(AIM): In the listing below, start at the line containing "Each instance of the station name" and end with the line containing "x=979 y=364". Lay out those lines as a JSON list of strings, one string per line.

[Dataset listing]

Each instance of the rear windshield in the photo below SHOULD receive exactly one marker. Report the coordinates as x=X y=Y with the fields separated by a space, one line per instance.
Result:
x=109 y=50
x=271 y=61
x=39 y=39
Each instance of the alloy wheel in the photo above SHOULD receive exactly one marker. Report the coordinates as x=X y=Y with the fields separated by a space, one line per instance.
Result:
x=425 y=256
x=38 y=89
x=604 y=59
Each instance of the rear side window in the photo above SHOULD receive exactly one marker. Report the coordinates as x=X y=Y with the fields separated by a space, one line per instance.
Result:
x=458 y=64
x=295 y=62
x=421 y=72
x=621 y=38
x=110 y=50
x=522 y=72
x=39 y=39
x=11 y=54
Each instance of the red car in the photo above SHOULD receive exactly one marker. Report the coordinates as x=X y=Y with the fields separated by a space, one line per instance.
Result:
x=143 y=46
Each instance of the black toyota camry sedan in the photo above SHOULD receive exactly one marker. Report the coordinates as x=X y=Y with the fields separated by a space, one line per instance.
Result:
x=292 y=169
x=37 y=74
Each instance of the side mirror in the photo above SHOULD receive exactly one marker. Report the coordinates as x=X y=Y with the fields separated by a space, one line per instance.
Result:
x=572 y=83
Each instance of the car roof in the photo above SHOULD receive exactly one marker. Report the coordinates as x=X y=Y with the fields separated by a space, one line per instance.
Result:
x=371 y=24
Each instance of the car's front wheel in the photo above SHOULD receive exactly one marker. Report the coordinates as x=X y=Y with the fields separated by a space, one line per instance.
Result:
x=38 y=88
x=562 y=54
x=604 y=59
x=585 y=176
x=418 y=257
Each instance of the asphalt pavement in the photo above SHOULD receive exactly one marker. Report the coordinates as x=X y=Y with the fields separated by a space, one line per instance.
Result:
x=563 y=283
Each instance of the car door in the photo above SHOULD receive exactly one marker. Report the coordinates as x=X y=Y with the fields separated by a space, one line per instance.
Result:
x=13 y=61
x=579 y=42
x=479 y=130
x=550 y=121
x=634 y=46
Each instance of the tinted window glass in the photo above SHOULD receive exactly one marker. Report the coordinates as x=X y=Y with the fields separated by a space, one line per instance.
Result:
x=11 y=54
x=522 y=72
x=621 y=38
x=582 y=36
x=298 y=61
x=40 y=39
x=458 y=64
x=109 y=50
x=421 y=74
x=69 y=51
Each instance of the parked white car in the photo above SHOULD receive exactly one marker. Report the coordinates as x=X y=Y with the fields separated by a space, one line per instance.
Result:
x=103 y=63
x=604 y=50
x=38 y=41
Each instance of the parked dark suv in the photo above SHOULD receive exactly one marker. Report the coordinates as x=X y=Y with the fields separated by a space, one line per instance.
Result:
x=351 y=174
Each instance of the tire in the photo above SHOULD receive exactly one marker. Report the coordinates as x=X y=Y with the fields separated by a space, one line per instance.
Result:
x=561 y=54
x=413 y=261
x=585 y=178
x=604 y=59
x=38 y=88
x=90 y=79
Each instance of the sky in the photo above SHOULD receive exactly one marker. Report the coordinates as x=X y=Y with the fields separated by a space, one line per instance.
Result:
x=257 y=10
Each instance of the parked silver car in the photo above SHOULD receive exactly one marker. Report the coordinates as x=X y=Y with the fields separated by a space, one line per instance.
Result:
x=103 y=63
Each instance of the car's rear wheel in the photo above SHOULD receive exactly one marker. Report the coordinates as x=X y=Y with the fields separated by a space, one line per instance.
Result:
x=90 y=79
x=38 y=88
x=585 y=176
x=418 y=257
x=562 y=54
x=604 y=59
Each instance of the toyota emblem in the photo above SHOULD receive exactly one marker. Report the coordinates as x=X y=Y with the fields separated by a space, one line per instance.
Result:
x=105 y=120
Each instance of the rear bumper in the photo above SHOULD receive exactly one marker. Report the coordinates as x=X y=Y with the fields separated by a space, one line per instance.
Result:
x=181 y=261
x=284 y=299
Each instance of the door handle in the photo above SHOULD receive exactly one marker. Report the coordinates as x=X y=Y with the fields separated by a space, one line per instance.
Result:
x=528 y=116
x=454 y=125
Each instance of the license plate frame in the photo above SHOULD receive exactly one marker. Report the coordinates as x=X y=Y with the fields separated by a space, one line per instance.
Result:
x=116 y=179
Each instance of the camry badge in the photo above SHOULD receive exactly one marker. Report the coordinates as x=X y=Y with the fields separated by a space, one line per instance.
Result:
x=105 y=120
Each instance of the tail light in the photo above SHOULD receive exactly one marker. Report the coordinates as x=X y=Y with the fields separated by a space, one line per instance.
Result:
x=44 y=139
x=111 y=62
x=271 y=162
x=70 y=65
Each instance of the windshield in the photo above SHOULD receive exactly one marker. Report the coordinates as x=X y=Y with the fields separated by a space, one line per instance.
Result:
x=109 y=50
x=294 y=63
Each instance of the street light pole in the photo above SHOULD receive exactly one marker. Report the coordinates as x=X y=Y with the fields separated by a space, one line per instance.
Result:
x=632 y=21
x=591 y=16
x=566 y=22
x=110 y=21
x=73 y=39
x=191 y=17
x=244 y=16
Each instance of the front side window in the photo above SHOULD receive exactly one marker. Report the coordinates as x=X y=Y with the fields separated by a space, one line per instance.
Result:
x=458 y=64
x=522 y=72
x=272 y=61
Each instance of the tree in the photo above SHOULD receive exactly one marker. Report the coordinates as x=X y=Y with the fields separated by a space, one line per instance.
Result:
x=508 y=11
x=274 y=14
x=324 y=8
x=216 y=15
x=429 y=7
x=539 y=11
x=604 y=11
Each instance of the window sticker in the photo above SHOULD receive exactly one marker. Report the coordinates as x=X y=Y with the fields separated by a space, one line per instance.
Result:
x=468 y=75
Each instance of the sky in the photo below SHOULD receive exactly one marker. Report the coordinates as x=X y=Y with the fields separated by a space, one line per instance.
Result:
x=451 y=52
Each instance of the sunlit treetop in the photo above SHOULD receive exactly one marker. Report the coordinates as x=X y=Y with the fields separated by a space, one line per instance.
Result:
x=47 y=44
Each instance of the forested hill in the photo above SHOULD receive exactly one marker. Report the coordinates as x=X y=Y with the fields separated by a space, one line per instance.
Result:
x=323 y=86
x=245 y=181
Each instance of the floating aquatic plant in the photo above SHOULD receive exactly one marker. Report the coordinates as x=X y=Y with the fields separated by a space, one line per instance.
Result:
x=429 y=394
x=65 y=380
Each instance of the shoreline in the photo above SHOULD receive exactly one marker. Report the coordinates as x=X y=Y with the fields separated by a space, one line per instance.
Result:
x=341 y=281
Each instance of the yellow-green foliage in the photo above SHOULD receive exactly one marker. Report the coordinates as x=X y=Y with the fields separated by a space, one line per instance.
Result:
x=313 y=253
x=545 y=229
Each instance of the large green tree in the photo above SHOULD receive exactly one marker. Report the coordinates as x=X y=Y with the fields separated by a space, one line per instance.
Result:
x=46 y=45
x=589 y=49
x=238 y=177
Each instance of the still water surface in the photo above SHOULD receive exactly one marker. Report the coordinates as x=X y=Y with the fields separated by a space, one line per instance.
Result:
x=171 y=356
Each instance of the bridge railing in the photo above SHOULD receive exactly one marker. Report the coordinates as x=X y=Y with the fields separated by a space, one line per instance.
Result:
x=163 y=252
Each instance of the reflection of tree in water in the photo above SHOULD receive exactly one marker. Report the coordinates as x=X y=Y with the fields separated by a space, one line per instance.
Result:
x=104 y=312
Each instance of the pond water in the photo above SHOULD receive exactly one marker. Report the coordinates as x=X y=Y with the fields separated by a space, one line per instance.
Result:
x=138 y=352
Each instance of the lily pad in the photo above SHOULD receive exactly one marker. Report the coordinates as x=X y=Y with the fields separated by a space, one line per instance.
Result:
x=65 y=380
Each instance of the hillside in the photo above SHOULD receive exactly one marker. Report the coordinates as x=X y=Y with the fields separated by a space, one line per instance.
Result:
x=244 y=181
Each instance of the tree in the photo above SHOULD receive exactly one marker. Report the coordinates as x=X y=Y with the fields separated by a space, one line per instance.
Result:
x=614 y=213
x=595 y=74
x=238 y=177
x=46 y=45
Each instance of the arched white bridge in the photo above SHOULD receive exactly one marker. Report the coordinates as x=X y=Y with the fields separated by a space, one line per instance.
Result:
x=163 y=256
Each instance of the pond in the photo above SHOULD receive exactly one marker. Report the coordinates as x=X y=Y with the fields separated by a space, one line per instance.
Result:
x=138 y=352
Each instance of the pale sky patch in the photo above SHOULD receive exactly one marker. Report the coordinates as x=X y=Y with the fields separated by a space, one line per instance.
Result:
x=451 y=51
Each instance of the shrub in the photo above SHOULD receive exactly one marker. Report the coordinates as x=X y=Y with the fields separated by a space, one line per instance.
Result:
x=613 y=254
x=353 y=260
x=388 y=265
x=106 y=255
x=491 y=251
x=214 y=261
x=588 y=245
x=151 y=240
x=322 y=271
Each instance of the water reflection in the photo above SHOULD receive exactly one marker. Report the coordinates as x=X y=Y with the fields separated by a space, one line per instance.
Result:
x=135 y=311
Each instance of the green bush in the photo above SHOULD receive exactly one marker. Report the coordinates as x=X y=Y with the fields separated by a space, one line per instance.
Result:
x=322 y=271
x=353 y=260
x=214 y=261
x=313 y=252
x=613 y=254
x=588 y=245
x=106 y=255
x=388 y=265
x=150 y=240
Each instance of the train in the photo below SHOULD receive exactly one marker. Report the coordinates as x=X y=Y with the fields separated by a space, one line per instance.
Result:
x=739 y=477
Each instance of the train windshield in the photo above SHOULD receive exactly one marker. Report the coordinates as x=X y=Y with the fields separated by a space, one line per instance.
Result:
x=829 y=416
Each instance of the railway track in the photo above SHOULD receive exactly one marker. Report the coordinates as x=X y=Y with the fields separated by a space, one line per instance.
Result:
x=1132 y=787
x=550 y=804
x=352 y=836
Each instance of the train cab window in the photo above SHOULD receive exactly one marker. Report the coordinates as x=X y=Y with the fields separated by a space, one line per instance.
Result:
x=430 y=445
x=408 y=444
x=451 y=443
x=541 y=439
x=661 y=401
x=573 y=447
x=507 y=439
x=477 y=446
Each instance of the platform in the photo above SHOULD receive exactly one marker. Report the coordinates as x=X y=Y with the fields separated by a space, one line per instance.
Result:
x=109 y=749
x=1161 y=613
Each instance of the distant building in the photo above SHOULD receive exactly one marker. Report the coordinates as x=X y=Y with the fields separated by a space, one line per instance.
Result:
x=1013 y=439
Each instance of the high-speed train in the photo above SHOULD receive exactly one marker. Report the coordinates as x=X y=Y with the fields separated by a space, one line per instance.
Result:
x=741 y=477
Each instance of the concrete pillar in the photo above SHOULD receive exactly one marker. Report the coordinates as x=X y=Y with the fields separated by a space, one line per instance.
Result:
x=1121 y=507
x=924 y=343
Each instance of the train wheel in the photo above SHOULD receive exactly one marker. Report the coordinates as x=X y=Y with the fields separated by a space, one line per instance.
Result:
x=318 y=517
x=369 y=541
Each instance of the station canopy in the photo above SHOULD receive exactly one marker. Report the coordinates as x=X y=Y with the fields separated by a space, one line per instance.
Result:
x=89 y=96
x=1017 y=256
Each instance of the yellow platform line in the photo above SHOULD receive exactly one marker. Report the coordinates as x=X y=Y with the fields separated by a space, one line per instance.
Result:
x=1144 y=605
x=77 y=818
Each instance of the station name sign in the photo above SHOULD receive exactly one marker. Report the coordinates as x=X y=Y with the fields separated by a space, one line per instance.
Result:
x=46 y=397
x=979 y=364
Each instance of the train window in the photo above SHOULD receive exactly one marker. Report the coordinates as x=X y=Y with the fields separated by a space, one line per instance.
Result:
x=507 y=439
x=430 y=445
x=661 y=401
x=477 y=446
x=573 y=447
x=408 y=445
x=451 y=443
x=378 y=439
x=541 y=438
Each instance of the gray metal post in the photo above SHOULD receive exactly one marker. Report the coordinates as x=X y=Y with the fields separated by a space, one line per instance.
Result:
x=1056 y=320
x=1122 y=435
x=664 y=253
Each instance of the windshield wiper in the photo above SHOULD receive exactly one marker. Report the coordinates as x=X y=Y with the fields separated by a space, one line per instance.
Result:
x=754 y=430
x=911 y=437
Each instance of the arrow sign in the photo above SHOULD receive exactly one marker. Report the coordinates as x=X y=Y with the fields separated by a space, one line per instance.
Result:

(WRITTEN SOLUTION):
[
  "Each instance of the station name sign in the photo above SHOULD receive exactly one marker. Report the coordinates as x=X y=Y with the fields separated by a space, one line per instance.",
  "Result:",
  "x=46 y=397",
  "x=979 y=364"
]